**Set problem 1:** Write out the yogurt sandwich recipe below word for word, everything from "It takes five" down to "the yogurt spread)".
##### Page text #####
Another sandwich! Can we ever enough of them? I guess not. I love desi sandwiches as much as I love the fancy ones. Remember my Desi Tawa Masala Sandwich! A sandwich with juice makes for a perfect summer meal.
This one’s a memory from my teenage years and I reckon most kids who grew up in the eighties and nineties fixed themselves this yogurt spread quick- fix-delight! There are probably a variety of ways this sandwich is made. Here I share the way my granny made it and then my Mum. I could fix this myself when I was about 13.
It takes five minutes to make and packs a punch.
White or brown sandwich bread
Some oil to brush the pan
Some mustard seeds/rai
10-15 curry leaves
For the spread
A cup of thick yogurt/curd/dahi
A medium onion chopped fine
A large green chilly chopped fine
A small bunch of coriander chopped fine
Salt to taste
½ tsp red chilly powder
¼ tsp asafoetida
(I sometimes like to splutter some mustard seeds in a tsp of oil, add some curry leaves and asafoetida and add to the yogurt spread)
#####
**Set problem 2:** Repeat the records below word for word, everything from the line that contains "like [(107, 201)]." down to the line that contains "[(130, 100), (163, 114)]", with both of those lines included and the pictures left out.
##### Supplied material #####
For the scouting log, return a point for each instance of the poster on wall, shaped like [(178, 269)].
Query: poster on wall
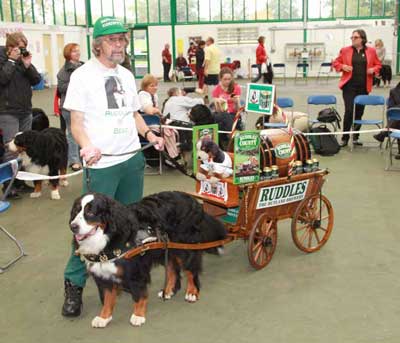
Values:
[(260, 98)]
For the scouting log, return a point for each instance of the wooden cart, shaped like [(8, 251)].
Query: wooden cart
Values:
[(252, 211)]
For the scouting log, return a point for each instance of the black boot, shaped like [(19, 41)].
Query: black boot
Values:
[(72, 306)]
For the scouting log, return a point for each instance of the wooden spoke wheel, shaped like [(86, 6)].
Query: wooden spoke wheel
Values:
[(312, 223), (262, 242)]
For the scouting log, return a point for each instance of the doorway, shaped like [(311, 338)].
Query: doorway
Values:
[(48, 58), (140, 52)]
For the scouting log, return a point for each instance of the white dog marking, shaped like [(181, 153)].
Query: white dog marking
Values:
[(105, 270), (137, 320), (36, 195), (167, 296), (99, 322)]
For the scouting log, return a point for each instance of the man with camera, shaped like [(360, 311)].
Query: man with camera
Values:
[(17, 76)]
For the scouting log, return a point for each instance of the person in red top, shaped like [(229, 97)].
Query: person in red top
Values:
[(358, 64), (167, 61), (261, 57), (191, 52), (227, 93)]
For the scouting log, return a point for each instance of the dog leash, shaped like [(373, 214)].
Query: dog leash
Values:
[(85, 167)]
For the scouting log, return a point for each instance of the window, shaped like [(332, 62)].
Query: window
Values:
[(130, 12), (80, 12), (227, 10), (70, 11), (215, 9), (250, 10), (273, 9), (38, 9), (261, 10), (284, 7), (364, 8), (142, 11), (236, 36)]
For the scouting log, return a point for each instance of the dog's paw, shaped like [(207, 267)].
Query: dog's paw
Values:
[(200, 177), (64, 183), (55, 195), (167, 296), (36, 194), (137, 320), (191, 298), (99, 322), (213, 180)]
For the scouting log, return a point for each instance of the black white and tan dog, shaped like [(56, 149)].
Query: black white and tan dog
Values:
[(214, 160), (104, 230), (44, 152)]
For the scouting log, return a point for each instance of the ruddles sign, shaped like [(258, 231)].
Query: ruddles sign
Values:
[(282, 194), (260, 98)]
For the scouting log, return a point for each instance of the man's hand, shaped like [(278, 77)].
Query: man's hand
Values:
[(27, 60), (90, 154), (152, 138), (14, 54), (347, 68)]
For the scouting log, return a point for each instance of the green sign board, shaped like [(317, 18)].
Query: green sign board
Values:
[(199, 132), (260, 98), (247, 157)]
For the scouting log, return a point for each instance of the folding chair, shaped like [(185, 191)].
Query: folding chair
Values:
[(302, 71), (8, 172), (153, 157), (321, 100), (188, 75), (367, 100), (392, 114), (325, 69), (280, 71), (282, 103)]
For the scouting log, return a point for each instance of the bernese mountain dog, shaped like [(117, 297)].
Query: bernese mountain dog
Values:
[(104, 230), (43, 152)]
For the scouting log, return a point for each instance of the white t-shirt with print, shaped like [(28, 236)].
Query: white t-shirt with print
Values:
[(108, 99)]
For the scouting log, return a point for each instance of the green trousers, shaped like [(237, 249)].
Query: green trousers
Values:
[(124, 183)]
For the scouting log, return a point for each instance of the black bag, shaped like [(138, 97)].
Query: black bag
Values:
[(325, 145), (329, 115)]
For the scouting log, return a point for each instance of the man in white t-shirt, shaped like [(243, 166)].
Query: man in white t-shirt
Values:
[(103, 102)]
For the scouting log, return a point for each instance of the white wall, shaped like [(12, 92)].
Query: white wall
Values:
[(335, 35), (34, 34), (158, 36)]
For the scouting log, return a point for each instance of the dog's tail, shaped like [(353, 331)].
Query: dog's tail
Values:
[(212, 229)]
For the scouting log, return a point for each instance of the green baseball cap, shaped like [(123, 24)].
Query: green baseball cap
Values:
[(107, 26)]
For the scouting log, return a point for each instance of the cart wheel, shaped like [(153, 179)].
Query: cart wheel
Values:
[(312, 223), (262, 242)]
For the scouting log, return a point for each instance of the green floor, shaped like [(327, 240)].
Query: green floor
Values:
[(346, 292)]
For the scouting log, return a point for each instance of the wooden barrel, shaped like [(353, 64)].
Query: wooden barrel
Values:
[(275, 148)]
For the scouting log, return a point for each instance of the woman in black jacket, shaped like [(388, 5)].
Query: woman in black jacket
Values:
[(17, 76), (72, 55)]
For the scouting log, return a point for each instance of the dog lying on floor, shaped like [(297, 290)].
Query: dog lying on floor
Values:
[(104, 229), (44, 152)]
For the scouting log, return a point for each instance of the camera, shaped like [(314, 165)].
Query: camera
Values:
[(24, 52)]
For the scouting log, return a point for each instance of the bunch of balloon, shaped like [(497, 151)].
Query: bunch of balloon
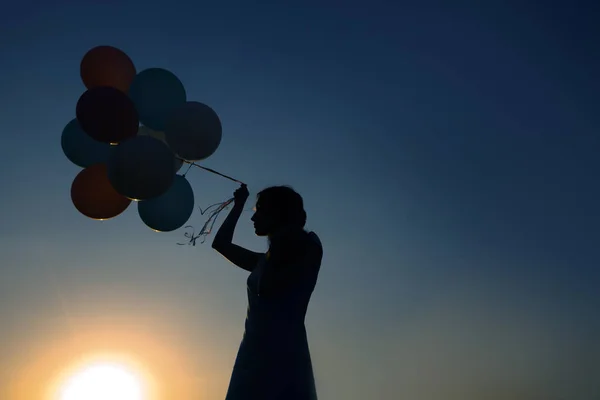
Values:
[(131, 135)]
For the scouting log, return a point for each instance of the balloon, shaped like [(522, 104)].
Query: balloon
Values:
[(107, 115), (171, 210), (141, 168), (107, 66), (145, 131), (194, 131), (80, 148), (156, 92), (93, 195)]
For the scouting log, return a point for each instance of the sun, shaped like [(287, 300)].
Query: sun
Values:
[(103, 381)]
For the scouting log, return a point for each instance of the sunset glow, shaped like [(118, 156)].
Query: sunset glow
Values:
[(103, 381)]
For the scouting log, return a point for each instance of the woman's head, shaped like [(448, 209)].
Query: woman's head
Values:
[(278, 207)]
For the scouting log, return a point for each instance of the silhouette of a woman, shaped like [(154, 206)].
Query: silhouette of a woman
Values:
[(273, 361)]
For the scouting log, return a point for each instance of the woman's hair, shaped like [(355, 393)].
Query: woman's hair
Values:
[(284, 204)]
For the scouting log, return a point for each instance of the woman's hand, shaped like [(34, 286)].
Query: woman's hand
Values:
[(241, 195)]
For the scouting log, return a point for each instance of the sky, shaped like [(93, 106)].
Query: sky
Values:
[(447, 156)]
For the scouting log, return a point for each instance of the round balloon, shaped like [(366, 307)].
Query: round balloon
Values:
[(107, 115), (80, 148), (145, 131), (107, 66), (194, 131), (141, 168), (156, 92), (171, 210), (93, 195)]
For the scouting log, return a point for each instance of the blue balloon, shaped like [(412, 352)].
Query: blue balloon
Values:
[(171, 210), (156, 93), (80, 148)]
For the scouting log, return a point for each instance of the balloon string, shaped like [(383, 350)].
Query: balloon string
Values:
[(193, 164), (208, 225)]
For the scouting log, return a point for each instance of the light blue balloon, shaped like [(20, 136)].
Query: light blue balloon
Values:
[(156, 92), (171, 210), (80, 148)]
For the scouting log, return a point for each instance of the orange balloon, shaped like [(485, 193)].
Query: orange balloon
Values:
[(93, 195), (107, 66)]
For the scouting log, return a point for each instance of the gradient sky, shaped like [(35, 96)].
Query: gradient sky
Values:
[(448, 158)]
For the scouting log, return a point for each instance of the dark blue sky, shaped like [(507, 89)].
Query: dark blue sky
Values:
[(448, 157)]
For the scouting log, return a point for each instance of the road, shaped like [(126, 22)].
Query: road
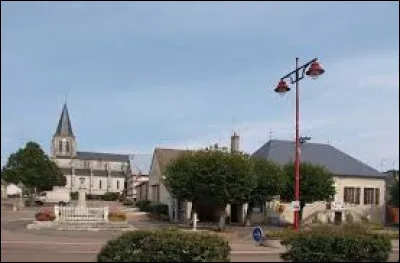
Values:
[(21, 245)]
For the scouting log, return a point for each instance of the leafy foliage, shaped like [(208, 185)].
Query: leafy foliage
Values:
[(211, 177), (166, 245), (31, 166), (336, 245), (316, 183)]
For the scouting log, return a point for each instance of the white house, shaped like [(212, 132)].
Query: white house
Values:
[(360, 189)]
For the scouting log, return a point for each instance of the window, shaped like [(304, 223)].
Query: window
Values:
[(371, 196), (352, 195), (67, 146)]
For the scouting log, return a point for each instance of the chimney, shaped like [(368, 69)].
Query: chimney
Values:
[(234, 143)]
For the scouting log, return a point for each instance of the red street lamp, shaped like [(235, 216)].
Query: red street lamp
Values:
[(314, 71)]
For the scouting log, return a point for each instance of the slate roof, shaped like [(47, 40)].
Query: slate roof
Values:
[(165, 156), (140, 163), (336, 161), (64, 127), (111, 157)]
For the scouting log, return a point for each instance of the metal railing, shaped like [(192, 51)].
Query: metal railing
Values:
[(81, 213)]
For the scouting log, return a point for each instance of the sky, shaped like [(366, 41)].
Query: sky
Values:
[(140, 75)]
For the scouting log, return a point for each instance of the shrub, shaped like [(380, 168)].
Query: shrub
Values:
[(117, 216), (128, 202), (158, 208), (45, 215), (110, 196), (144, 205), (165, 245), (74, 195), (333, 244)]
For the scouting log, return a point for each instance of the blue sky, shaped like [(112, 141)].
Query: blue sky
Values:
[(140, 75)]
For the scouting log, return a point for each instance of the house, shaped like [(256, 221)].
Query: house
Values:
[(140, 166), (180, 210), (360, 189)]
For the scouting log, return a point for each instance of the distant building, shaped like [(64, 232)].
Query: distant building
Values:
[(137, 180), (101, 172), (360, 188)]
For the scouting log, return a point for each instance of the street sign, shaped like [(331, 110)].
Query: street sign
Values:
[(258, 234), (295, 206)]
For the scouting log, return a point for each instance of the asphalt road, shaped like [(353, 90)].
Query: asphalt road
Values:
[(21, 245)]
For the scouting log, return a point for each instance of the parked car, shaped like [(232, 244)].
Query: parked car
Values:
[(56, 196)]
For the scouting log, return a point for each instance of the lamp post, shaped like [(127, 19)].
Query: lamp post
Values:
[(314, 70)]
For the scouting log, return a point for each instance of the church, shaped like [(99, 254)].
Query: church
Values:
[(98, 172)]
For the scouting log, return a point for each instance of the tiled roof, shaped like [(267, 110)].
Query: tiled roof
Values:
[(336, 161)]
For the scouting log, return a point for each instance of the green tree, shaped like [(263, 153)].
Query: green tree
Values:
[(31, 166), (270, 181), (316, 184), (211, 177)]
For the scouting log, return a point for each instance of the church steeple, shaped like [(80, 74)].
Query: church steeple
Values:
[(64, 127), (63, 143)]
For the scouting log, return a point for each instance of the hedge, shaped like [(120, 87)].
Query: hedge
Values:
[(143, 205), (326, 244), (165, 245), (158, 208)]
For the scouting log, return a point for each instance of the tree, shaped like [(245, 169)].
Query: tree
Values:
[(31, 166), (316, 184), (211, 177), (270, 180)]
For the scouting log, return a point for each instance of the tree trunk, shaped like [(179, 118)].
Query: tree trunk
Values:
[(222, 218)]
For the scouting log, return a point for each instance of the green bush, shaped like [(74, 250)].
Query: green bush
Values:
[(110, 196), (143, 205), (165, 245), (74, 195), (332, 244), (158, 208)]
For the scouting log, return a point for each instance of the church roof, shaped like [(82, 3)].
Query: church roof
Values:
[(64, 127), (336, 161), (111, 157)]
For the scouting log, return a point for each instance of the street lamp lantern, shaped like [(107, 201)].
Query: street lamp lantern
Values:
[(315, 70), (282, 87)]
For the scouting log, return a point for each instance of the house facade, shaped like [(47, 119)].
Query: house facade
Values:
[(360, 189), (100, 172)]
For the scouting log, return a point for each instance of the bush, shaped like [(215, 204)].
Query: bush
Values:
[(116, 216), (332, 244), (165, 245), (128, 202), (158, 208), (45, 215), (110, 196), (144, 205), (74, 195)]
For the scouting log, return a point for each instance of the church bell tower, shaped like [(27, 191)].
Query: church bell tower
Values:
[(63, 143)]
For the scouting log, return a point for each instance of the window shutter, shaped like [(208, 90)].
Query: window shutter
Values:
[(377, 195)]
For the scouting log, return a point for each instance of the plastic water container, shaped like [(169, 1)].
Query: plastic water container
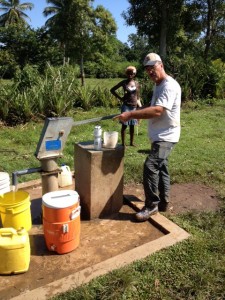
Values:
[(65, 176), (14, 251), (98, 138), (110, 139), (15, 210), (4, 183), (61, 220)]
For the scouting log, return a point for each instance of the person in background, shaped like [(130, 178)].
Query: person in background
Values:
[(130, 100), (163, 114)]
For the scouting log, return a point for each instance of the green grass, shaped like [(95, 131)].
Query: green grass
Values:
[(105, 83), (193, 269)]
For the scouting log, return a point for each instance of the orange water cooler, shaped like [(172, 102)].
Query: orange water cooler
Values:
[(61, 220)]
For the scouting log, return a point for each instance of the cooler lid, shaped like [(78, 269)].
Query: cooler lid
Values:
[(60, 199)]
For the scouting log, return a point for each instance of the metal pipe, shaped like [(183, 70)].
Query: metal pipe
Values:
[(23, 172)]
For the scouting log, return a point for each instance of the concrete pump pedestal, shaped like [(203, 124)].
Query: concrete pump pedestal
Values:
[(99, 179)]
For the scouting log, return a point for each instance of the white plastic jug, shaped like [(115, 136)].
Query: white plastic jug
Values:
[(65, 176), (110, 139)]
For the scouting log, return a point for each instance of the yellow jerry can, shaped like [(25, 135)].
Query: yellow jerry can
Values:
[(14, 251)]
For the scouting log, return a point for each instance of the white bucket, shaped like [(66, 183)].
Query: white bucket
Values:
[(65, 176), (110, 139), (4, 183)]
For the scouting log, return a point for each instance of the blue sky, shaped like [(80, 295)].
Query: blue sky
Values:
[(116, 7)]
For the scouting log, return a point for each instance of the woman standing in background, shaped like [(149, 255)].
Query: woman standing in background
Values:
[(130, 100)]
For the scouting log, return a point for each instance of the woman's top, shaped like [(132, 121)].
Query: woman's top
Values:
[(131, 92)]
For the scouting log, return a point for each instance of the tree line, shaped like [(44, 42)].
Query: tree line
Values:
[(188, 34)]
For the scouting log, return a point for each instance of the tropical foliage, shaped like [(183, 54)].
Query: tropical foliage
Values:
[(13, 12), (188, 34)]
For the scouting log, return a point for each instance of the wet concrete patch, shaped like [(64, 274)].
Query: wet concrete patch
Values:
[(105, 244)]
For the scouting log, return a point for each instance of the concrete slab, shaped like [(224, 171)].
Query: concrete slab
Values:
[(97, 255)]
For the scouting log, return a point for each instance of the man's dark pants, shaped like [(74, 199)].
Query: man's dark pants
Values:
[(156, 178)]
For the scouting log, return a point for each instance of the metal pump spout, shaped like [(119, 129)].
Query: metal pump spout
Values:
[(22, 172)]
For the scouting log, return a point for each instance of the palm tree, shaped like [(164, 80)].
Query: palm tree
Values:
[(54, 10), (57, 21), (13, 12)]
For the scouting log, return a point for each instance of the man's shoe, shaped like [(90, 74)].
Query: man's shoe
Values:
[(146, 212), (163, 206)]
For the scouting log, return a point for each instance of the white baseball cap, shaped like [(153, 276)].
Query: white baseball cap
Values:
[(151, 59)]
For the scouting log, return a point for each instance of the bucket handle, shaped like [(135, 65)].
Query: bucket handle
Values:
[(7, 231), (13, 211), (75, 213)]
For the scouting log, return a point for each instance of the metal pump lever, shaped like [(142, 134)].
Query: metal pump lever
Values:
[(77, 123)]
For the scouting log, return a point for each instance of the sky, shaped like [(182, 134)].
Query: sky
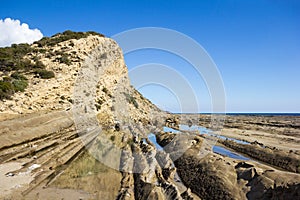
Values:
[(254, 44)]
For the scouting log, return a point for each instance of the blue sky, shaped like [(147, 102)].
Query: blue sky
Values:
[(255, 44)]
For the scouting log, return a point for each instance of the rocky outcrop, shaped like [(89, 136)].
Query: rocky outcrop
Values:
[(273, 156), (218, 177)]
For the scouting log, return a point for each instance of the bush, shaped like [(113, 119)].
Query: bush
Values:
[(61, 37), (131, 100), (64, 59), (44, 74), (18, 76), (6, 90), (20, 85)]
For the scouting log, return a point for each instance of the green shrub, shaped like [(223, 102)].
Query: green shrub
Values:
[(18, 76), (44, 74), (61, 37), (105, 90), (64, 59), (131, 100), (19, 85), (6, 90)]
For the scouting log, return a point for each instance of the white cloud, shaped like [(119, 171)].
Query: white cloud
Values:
[(13, 32)]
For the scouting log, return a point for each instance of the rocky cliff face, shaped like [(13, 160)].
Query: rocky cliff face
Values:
[(66, 60), (91, 80)]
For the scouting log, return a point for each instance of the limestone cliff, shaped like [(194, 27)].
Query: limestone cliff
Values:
[(66, 57)]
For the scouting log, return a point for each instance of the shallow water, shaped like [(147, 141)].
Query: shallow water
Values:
[(205, 131), (152, 138)]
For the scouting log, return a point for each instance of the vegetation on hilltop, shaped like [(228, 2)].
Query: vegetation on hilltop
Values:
[(61, 37)]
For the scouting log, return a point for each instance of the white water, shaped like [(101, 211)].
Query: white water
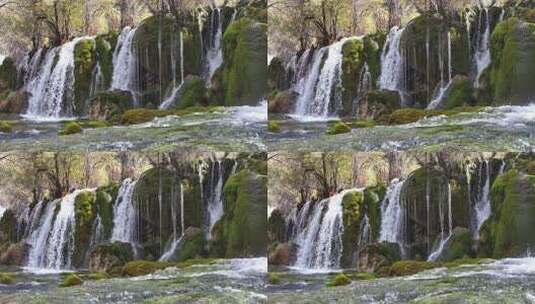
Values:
[(393, 215), (124, 214), (125, 65), (392, 63), (482, 205), (176, 241), (53, 87), (214, 54), (320, 243), (482, 51), (443, 240), (215, 203), (320, 92)]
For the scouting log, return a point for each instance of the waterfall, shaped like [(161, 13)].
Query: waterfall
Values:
[(176, 240), (53, 86), (393, 64), (166, 104), (320, 243), (214, 54), (482, 50), (443, 240), (320, 95), (393, 216), (124, 214), (364, 86), (481, 206), (125, 65), (215, 202), (38, 237)]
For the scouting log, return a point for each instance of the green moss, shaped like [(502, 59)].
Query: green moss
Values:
[(5, 126), (274, 278), (71, 280), (338, 128), (274, 127), (71, 127), (6, 278), (404, 268), (339, 280), (139, 268)]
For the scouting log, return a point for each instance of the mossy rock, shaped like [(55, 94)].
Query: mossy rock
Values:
[(5, 126), (71, 280), (84, 62), (109, 104), (513, 62), (338, 128), (245, 71), (339, 280), (459, 94), (84, 214), (404, 268), (105, 258), (242, 231), (141, 267), (458, 246), (274, 127), (277, 76), (375, 104), (507, 232), (6, 278), (70, 128)]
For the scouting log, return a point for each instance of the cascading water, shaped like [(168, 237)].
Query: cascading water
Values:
[(443, 239), (125, 65), (176, 240), (482, 49), (214, 54), (215, 202), (393, 64), (124, 214), (481, 206), (393, 216), (320, 242), (52, 90), (320, 93)]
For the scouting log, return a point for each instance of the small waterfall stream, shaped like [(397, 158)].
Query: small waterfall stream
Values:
[(320, 243), (124, 214), (125, 64), (53, 85), (393, 216)]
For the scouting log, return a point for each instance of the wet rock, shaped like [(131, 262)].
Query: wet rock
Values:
[(106, 105), (106, 257), (282, 102), (375, 256)]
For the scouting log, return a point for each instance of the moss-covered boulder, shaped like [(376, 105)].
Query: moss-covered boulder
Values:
[(160, 76), (242, 230), (108, 104), (377, 103), (508, 231), (282, 102), (458, 246), (512, 70), (277, 76), (460, 93), (191, 93), (108, 257), (244, 70), (378, 255)]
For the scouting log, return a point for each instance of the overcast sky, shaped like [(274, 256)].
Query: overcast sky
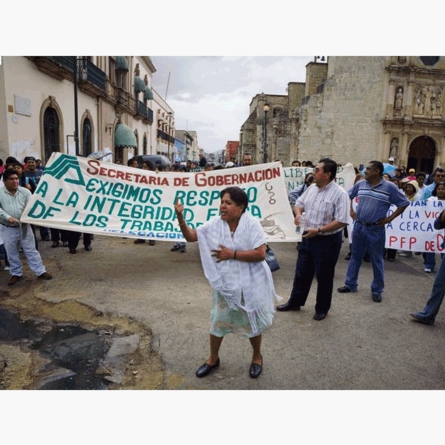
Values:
[(211, 94)]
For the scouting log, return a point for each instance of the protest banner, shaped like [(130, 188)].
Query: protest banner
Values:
[(87, 195), (294, 176), (414, 229)]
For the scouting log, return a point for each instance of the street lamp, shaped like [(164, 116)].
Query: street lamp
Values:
[(170, 114), (266, 108)]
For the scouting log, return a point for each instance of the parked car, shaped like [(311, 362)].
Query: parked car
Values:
[(159, 162)]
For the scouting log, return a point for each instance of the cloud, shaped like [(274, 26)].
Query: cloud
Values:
[(211, 95)]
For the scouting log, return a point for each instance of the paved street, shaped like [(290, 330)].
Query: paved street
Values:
[(360, 345)]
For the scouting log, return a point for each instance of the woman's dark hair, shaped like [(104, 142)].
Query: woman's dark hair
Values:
[(8, 173), (330, 166), (237, 195), (434, 192)]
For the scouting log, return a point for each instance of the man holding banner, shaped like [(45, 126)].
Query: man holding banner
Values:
[(13, 200), (375, 196), (326, 213), (428, 314)]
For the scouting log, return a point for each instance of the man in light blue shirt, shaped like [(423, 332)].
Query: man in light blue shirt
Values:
[(438, 176), (13, 200)]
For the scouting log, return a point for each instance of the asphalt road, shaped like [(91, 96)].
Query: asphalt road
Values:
[(361, 345)]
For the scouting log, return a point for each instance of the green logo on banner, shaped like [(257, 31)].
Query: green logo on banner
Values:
[(62, 165)]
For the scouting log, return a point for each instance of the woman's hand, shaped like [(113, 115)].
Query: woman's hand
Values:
[(179, 208), (224, 253)]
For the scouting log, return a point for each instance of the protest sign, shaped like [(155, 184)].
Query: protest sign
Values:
[(414, 229), (87, 195), (294, 176)]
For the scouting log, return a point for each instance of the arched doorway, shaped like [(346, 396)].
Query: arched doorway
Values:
[(422, 153), (51, 132)]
#####
**Written solution 1:**
It takes five minutes to make and packs a punch.
White or brown sandwich bread
Some oil to brush the pan
Some mustard seeds/rai
10-15 curry leaves
For the spread
A cup of thick yogurt/curd/dahi
A medium onion chopped fine
A large green chilly chopped fine
A small bunch of coriander chopped fine
Salt to taste
½ tsp red chilly powder
¼ tsp asafoetida
(I sometimes like to splutter some mustard seeds in a tsp of oil, add some curry leaves and asafoetida and add to the yogurt spread)

**Written solution 2:**
For the scouting log, return a point for each instance of the street lamp lantern, shaped like [(107, 201)].
Query: street lamp lantern
Values:
[(315, 70), (282, 87)]
For the scouting log, return a point for each instance of the house facade, shaped like [(47, 119)].
Query: house facade
Values:
[(360, 189), (100, 172)]
For the scouting log, return a point for each instance of the bush, shaped like [(215, 204)].
Query: bush
Values:
[(116, 216), (332, 244), (165, 245), (128, 202), (158, 208), (45, 215), (110, 196), (144, 205), (74, 195)]
For the scouting log, return a point for each instance of the church bell tower, shaped like [(27, 191)].
Query: church bell tower
Values:
[(63, 143)]
For the scouting log, return a point for each instance of the window shutter, shaped like [(208, 90)].
Query: window shutter
Values:
[(377, 195)]
For the scouting log, return a point for each instance of the plastic water container, shaped like [(169, 1)].
Query: plastic water container
Values:
[(65, 176), (14, 251), (98, 138), (110, 139), (15, 210), (4, 183), (61, 220)]
For the scouting log, return a point for each instance of the person in background, shaped like [(130, 178)].
Query: person in background
Values:
[(130, 100), (163, 114)]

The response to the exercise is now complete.